SINDICATO DOS TRABALHADORES DO JUDICIÁRIO FEDERAL E MINISTÉRIO PÚBLICO DA UNIÃO - FUNDADO EM 28 DE NOVEMBRO DE 1998 - FILIADO À FENAJUFE E CUT

EM BENTO GONÇALVES

MPT pode responsabilizar Aurora, Salton e Garibaldi por trabalho análogo à escravidão; qual a relação do caso com a EC 95/2016?

O Ministério Público do Trabalho (MPT) pode responsabilizar as viní­colas Aurora, Salton e Garibaldi pela contratação de mão de obra análoga à escravidão para a colheita de uva em Bento Gonçalves, na Serra Gaúcha. Ao longo desta semana, será designada audiência com a empresa empregadora, a Fênix Serviços de Apoio Administrativo de Bento Gonçalves, e com as viní­colas tomadoras para prosseguimento da negociação de indenizações individuais e coletiva e também para fixação de obrigações que previnam novas ocorrências.

Na operação, que envolveu também a Polí­cia Rodoviária Federal (PRF), Polí­cia Federal (PF) e agentes do Ministério do Trabalho e Emprego (MTE), foram resgatados 207 trabalhadores, de 18 a 57 anos, a grande maioria vinda da Bahia, mesmo estado do aliciador Pedro Augusto Oliveira de Santana, 45 anos, que chegou a ser preso, mas foi liberado após pagar fiança no valor de R$ 39.060.

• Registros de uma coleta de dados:
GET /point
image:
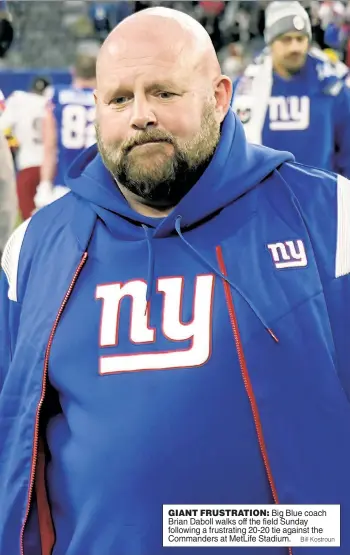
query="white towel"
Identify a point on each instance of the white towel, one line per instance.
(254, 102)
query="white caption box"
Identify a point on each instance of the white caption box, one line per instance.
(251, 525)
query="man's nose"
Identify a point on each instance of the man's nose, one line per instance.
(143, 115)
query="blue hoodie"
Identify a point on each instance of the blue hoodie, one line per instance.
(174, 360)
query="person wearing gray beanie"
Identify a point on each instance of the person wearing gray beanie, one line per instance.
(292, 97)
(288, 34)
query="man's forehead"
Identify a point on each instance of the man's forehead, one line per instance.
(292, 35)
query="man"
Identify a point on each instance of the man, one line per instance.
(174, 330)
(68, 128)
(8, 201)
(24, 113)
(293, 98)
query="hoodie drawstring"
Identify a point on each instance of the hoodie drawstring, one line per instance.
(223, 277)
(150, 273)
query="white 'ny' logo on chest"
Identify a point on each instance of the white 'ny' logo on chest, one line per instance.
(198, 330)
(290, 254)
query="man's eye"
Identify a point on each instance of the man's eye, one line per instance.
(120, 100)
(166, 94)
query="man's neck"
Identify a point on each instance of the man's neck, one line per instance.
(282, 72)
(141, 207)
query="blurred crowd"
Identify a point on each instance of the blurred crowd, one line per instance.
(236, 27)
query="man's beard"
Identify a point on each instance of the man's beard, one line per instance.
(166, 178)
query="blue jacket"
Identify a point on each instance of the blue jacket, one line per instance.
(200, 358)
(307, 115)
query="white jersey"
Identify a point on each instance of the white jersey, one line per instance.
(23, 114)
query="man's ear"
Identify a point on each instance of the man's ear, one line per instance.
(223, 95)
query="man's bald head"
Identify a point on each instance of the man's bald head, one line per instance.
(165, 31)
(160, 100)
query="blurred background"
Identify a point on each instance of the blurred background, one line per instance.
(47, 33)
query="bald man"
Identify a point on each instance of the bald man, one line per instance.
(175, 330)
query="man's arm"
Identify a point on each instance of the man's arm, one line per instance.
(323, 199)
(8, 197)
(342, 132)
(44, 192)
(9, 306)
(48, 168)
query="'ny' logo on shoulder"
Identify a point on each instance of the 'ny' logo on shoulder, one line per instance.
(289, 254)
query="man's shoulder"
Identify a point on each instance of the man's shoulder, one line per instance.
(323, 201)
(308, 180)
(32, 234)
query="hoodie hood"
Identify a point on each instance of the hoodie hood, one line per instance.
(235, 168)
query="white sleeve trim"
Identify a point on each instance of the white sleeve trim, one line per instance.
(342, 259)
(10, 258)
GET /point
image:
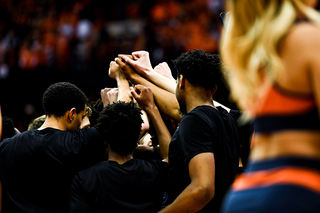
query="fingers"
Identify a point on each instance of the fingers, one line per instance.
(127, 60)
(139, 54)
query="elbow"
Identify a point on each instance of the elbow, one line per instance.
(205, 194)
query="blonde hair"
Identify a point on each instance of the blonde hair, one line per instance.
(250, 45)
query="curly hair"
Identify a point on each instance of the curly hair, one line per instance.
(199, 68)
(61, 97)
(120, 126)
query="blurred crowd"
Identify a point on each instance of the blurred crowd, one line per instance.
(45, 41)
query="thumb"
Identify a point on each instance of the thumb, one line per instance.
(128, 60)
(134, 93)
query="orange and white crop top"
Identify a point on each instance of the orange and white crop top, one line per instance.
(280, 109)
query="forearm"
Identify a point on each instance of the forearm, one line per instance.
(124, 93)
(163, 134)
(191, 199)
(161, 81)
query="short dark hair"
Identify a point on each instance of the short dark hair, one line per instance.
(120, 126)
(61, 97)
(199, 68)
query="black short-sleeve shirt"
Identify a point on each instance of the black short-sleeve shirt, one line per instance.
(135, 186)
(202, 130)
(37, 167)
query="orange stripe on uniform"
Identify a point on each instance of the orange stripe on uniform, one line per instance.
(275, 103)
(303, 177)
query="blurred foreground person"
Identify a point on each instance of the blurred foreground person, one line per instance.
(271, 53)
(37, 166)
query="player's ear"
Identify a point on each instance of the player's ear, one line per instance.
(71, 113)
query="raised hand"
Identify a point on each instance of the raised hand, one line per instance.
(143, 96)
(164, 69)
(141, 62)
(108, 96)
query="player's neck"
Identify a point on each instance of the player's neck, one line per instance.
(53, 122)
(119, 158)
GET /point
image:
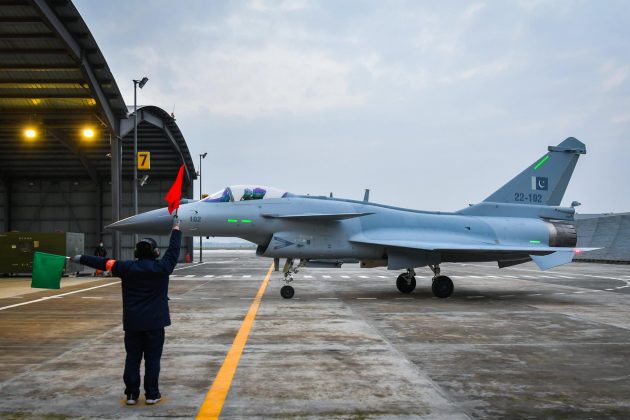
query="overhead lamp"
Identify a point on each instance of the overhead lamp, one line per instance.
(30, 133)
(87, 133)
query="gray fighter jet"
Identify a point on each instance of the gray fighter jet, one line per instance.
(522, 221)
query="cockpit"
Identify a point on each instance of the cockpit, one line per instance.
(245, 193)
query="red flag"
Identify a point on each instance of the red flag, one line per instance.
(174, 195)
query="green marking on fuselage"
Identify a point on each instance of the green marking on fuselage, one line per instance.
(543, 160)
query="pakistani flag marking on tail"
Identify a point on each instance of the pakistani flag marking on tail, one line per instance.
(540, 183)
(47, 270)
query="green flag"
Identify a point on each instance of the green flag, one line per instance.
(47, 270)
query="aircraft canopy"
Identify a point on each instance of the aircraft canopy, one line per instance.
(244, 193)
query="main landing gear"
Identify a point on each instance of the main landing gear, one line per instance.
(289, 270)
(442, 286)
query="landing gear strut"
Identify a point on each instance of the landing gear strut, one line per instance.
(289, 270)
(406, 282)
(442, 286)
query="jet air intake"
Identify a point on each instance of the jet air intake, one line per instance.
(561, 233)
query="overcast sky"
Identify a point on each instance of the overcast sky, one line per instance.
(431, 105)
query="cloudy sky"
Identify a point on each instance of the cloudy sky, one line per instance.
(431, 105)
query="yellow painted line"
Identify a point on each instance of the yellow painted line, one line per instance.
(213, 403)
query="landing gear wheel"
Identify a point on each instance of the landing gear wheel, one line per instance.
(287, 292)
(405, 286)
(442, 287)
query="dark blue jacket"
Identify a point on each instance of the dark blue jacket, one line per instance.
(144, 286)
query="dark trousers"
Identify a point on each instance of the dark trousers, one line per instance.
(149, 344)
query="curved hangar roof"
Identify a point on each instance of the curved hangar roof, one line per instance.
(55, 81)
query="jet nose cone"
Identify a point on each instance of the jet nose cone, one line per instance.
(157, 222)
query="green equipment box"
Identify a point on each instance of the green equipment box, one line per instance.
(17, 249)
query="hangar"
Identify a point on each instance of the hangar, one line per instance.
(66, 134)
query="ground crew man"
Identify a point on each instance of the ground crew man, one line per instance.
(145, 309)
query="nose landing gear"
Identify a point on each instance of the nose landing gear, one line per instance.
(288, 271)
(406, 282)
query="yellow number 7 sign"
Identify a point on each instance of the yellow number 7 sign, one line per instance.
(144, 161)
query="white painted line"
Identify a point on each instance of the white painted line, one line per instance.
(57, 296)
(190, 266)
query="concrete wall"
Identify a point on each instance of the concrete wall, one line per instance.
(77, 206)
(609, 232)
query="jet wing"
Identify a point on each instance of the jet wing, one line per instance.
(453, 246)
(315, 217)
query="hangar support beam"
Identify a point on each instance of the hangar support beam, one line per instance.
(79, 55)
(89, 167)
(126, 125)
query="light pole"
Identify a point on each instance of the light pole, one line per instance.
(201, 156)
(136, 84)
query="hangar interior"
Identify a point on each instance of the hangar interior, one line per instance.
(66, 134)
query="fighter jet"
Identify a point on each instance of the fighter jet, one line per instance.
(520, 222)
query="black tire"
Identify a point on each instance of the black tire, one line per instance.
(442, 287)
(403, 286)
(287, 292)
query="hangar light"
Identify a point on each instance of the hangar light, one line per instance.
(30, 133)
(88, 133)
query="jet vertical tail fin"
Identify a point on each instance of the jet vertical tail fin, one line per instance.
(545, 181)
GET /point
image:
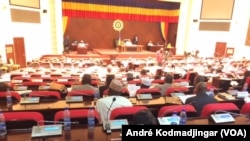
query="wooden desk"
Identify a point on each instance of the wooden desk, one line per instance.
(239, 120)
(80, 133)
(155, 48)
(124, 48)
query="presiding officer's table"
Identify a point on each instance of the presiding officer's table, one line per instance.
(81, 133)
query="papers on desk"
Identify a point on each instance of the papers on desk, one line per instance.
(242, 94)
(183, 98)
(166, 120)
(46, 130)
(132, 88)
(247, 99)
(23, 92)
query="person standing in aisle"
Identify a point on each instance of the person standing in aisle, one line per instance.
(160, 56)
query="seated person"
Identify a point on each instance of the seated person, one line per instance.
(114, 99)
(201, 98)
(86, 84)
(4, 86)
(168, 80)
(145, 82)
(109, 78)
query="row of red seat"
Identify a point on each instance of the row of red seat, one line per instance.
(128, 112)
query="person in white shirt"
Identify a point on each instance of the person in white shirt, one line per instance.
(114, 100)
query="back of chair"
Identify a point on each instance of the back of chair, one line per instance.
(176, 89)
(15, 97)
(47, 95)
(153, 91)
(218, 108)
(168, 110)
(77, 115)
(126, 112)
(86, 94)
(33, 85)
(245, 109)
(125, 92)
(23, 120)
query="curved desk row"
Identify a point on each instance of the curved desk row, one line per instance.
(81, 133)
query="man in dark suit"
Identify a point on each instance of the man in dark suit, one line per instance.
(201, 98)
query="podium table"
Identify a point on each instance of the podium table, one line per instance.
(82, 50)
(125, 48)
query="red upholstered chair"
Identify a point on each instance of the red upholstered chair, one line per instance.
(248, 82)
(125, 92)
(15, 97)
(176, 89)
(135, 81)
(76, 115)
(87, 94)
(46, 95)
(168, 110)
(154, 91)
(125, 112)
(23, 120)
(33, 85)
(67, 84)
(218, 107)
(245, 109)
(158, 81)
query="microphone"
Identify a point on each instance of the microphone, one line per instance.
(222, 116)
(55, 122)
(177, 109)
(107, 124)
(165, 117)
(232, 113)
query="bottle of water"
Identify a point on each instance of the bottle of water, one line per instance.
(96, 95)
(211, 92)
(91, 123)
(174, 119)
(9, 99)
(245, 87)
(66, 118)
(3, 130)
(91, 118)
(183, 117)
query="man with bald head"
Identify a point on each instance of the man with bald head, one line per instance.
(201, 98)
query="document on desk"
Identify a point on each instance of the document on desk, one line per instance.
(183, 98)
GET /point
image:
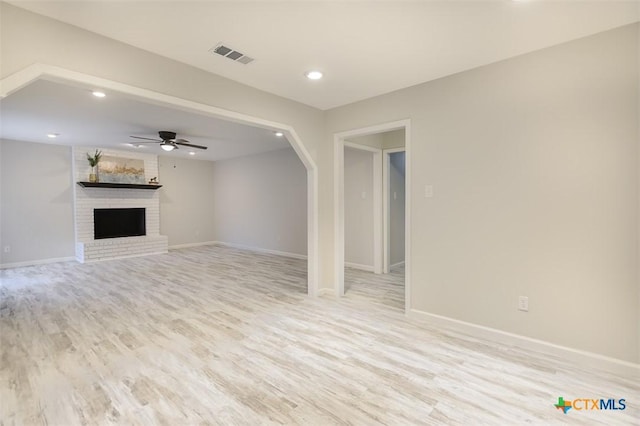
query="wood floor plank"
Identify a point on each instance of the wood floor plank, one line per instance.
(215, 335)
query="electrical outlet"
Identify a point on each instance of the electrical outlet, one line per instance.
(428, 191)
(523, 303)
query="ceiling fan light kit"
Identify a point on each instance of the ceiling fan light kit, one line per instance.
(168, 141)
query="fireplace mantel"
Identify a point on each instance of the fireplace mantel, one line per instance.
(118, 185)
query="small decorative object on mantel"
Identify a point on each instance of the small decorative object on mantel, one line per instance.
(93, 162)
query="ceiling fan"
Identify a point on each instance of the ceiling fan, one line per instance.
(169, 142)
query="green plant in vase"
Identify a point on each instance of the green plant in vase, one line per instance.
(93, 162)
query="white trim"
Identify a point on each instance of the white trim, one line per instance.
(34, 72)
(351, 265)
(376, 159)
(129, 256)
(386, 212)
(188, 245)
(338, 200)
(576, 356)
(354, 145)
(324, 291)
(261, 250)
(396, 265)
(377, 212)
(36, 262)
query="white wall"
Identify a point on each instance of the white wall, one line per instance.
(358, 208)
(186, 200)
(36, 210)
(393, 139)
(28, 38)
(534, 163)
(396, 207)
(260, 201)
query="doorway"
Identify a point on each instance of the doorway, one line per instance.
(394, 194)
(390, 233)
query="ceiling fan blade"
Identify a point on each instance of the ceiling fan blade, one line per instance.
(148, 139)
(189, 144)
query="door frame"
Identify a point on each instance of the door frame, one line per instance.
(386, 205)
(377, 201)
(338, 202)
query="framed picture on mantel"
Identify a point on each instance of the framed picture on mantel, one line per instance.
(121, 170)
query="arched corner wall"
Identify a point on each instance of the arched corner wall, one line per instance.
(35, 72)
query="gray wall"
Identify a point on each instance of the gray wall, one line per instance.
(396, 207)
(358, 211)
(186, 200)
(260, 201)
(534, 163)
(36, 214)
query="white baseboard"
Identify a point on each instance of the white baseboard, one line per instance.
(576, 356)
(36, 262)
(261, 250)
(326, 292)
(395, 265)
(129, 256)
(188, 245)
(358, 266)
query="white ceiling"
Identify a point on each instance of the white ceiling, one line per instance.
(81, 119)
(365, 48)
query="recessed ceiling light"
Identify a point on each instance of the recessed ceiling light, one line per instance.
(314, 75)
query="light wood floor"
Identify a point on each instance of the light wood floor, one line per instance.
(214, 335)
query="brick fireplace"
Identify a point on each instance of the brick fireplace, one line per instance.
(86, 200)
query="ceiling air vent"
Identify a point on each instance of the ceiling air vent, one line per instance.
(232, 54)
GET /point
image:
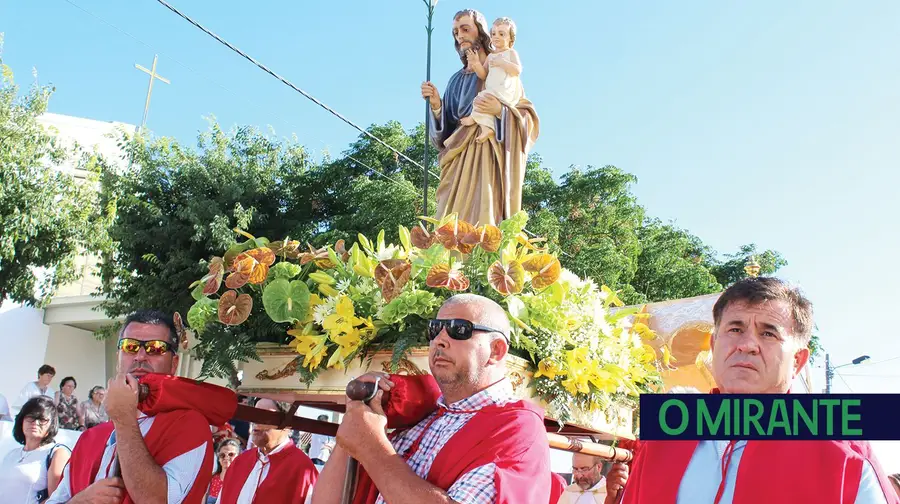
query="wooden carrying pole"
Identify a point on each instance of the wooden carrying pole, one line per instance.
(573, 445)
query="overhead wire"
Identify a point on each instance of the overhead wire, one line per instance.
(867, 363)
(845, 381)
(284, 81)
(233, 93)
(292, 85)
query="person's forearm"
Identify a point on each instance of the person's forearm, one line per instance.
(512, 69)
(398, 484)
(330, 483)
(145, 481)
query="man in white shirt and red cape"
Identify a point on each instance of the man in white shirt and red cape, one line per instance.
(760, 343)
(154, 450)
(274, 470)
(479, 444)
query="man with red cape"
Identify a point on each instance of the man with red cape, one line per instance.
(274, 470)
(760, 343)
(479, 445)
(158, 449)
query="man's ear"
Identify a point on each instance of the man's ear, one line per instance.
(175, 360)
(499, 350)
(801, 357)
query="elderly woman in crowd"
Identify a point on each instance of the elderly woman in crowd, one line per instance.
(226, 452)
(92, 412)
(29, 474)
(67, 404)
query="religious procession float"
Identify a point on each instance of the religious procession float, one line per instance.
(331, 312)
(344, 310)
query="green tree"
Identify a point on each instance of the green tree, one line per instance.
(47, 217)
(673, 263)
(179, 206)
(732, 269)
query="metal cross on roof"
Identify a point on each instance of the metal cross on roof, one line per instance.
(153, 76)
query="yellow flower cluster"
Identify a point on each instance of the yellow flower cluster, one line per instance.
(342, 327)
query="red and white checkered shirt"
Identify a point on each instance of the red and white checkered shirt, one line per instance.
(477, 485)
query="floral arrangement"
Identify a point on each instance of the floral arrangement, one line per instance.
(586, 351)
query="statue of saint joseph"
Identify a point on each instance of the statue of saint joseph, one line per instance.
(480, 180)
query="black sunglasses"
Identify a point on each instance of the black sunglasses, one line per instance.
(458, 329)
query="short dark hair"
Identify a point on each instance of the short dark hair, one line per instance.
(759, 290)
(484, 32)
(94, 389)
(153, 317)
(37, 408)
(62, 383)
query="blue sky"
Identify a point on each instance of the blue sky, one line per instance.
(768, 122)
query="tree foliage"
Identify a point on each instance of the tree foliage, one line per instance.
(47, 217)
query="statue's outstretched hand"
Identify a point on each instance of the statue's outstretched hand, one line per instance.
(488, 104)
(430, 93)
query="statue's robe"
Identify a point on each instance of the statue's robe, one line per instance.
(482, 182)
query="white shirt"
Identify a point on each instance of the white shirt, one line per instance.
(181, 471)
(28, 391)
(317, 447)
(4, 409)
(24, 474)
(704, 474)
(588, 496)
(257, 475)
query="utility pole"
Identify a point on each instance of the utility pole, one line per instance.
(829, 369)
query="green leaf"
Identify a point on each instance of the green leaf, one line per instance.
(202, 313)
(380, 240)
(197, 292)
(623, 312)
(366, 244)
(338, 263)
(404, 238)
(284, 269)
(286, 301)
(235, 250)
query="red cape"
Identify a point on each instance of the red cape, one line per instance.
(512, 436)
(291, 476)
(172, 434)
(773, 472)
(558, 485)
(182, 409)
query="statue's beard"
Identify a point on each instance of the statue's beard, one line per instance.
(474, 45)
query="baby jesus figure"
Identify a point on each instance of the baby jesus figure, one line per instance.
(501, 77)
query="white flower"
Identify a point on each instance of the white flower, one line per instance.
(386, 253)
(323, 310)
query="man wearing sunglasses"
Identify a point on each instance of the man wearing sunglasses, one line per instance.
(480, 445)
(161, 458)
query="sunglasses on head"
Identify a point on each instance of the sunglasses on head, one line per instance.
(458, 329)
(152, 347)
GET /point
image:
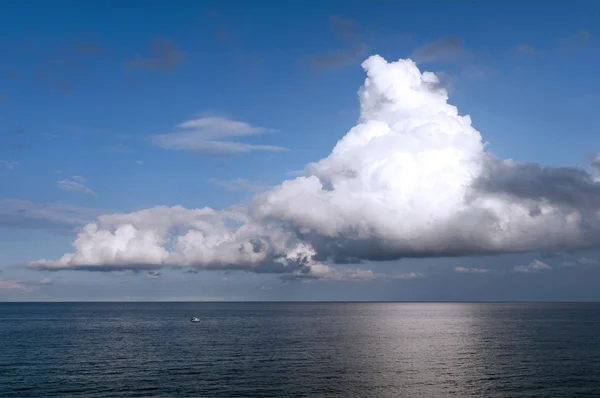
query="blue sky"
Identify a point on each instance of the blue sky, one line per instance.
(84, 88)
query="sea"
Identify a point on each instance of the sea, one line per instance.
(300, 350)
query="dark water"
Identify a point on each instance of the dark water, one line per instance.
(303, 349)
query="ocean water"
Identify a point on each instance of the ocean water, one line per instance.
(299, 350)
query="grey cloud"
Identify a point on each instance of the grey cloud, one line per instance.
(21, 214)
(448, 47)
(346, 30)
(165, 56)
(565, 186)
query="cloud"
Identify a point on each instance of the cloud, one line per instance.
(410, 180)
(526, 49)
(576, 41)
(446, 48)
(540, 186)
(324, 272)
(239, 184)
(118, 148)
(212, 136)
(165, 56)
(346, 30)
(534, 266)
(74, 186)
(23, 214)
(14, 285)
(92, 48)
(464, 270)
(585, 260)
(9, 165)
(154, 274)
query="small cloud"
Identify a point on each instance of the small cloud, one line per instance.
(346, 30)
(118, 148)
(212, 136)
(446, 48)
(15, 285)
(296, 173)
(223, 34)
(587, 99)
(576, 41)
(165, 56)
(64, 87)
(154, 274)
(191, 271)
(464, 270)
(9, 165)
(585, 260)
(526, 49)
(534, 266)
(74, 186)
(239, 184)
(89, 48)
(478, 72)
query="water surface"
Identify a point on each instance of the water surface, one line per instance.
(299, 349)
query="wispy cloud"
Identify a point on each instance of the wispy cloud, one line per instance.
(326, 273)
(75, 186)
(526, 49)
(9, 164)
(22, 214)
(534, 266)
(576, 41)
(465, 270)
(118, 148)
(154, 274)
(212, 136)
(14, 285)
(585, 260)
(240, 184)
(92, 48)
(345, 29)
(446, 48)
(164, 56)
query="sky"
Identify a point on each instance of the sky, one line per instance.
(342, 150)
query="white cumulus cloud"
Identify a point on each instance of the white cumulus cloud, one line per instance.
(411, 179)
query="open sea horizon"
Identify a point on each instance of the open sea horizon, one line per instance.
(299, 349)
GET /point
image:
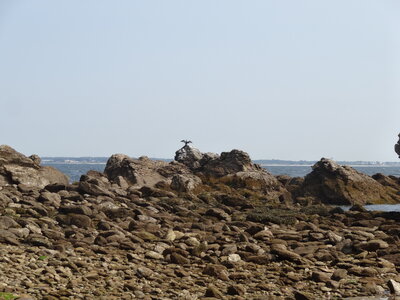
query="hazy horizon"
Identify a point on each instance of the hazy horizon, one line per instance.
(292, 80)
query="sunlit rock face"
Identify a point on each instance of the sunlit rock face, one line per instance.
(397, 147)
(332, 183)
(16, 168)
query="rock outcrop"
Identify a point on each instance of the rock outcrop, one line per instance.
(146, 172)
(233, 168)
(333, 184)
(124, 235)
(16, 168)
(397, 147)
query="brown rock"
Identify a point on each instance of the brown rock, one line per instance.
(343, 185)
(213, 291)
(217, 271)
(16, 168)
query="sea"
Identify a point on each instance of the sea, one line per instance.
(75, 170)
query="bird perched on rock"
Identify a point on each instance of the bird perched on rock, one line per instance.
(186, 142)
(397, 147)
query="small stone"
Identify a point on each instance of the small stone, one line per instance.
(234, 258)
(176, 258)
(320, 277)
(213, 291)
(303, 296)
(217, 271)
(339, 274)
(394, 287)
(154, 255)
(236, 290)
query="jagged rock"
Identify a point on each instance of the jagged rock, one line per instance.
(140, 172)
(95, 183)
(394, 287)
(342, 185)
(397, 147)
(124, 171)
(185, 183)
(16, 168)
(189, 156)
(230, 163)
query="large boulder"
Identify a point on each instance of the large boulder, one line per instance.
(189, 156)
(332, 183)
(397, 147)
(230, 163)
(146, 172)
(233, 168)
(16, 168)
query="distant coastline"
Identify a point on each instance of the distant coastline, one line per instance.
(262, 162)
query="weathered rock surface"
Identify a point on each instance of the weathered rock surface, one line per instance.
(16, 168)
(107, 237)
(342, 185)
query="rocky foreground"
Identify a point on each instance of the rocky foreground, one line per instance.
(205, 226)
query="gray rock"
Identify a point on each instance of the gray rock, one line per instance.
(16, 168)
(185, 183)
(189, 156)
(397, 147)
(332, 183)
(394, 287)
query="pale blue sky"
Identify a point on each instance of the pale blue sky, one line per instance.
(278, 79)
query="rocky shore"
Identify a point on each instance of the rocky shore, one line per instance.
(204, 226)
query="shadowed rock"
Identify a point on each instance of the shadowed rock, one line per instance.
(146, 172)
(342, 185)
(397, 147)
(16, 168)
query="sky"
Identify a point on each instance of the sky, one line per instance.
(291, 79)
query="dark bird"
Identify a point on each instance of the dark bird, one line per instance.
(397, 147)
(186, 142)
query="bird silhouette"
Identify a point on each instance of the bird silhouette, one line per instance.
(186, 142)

• Instruções:
Transcreva fielmente o trecho da notícia sobre os trabalhadores resgatados em Bento Gonçalves que começa em "MPT pode responsabilizar" e termina em "previnam novas ocorrências.".

• Exercício resolvido:
MPT pode responsabilizar Aurora, Salton e Garibaldi por trabalho análogo à escravidão; qual a relação do caso com a EC 95/2016?

O Ministério Público do Trabalho (MPT) pode responsabilizar as viní­colas Aurora, Salton e Garibaldi pela contratação de mão de obra análoga à escravidão para a colheita de uva em Bento Gonçalves, na Serra Gaúcha. Ao longo desta semana, será designada audiência com a empresa empregadora, a Fênix Serviços de Apoio Administrativo de Bento Gonçalves, e com as viní­colas tomadoras para prosseguimento da negociação de indenizações individuais e coletiva e também para fixação de obrigações que previnam novas ocorrências.